### Instruction
How many lines in the records below contain the string "mode", counting case exactly? Give only the number.
··· Material supplied ···
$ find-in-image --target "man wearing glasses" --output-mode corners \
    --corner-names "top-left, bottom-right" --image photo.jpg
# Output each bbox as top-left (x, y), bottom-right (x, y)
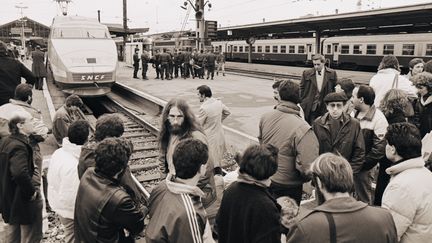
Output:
top-left (312, 93), bottom-right (365, 196)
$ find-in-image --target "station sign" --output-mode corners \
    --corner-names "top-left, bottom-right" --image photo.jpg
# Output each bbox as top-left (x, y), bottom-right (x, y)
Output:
top-left (11, 27), bottom-right (33, 35)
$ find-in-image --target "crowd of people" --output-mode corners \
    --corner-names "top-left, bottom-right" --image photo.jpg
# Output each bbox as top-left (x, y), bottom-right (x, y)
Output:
top-left (0, 33), bottom-right (432, 243)
top-left (133, 48), bottom-right (225, 80)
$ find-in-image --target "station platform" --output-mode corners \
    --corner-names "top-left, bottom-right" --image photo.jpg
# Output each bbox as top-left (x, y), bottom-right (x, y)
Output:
top-left (117, 62), bottom-right (374, 137)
···
### Solution below
4